• What you will do
Format the records below as a JSON list of strings, with one string per line and no blank lines.

• Extracted data
· · · · ·
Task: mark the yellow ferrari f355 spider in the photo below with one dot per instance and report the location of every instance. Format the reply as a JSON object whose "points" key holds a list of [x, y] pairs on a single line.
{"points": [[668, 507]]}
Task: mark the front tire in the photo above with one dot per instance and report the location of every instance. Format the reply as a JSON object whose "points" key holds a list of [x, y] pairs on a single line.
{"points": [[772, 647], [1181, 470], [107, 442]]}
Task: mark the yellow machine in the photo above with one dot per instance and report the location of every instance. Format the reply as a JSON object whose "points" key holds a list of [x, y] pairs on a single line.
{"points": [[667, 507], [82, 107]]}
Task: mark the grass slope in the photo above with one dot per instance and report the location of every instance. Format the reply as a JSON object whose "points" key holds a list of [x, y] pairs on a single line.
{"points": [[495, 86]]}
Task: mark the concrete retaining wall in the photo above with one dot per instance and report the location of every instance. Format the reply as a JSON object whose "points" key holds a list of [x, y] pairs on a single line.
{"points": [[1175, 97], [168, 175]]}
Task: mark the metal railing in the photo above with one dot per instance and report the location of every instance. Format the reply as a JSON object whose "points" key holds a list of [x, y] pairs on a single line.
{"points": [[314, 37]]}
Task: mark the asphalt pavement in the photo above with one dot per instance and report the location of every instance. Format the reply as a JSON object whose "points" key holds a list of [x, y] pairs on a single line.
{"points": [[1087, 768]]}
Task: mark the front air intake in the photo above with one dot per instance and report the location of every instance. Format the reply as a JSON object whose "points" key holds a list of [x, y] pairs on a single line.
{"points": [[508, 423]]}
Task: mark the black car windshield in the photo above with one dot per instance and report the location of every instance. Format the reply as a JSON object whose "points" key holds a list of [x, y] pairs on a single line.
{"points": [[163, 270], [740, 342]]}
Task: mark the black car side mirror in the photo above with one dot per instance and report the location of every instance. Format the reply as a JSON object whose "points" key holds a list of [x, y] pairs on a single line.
· · · · ·
• Problem solution
[
  "Task: mark the yellow ferrari f355 spider in the photo below with one dot per instance and report the location of every instance. Format the reply as a JSON object whose \"points\" key holds a list of [x, y] pairs on a single line.",
  "{\"points\": [[668, 507]]}",
  "Task: mark the front tire in the photo above with one dot per instance and report the location of every instance. Format the reply as a JSON object whose \"points\" key holds a list of [x, y] pairs on a single line.",
  "{\"points\": [[772, 647], [1181, 470], [107, 442]]}",
  "Task: mark the yellow machine in the photo above with one dot per instance and report the location of every instance. Format the reply as a JSON object whose \"points\" key holds a list of [x, y] pairs on a single line.",
  "{\"points\": [[667, 507], [82, 107]]}",
  "Task: mark the grass slope in the photo above with one dot per instance and report the location of every instance. Format the reply as a JSON object whose \"points\" key holds a list of [x, y] pairs on a single line.",
  "{\"points\": [[495, 86]]}",
  "Task: mark the concrete retaining wall in the photo above with one dot per instance and report the location of every instance. Format the reply as a JSON object whose \"points\" key holds a list of [x, y] pairs on a single line.",
  "{\"points\": [[1175, 97], [168, 175]]}",
  "Task: mark the metal railing in the photo above with one dot per instance and report the location of every instance. Format the reply as a JSON object whose \"points\" key holds a list of [x, y] pairs on a single line.",
  "{\"points\": [[314, 37]]}",
  "Task: mark the asphalt pavement in the photo above with one dot per instance and report the location of every instance. Format the reply as a JSON object whose \"points\" key holds a list of [x, y] pairs on a single line.",
  "{\"points\": [[1087, 768]]}",
  "Task: mark the front air intake in the photo above with one dot per instance and report the location of every instance. Format the reply as a JSON object whose \"points\" key holds a list of [x, y] pairs on a single line.",
  "{\"points\": [[508, 423]]}",
  "Task: mark the black car windshield in the photo above with one dot per instance and report the location of every instance. Format the reply as a JSON object whose \"points\" key holds a list of [x, y] pairs on a single line.",
  "{\"points\": [[163, 270], [740, 342]]}",
  "Task: mark the black car side mirror in the photo above with one dot per instance and report the location of every instance. Format the reply as a JSON object whose \"points\" key holds a list of [x, y] pairs on a single line."
]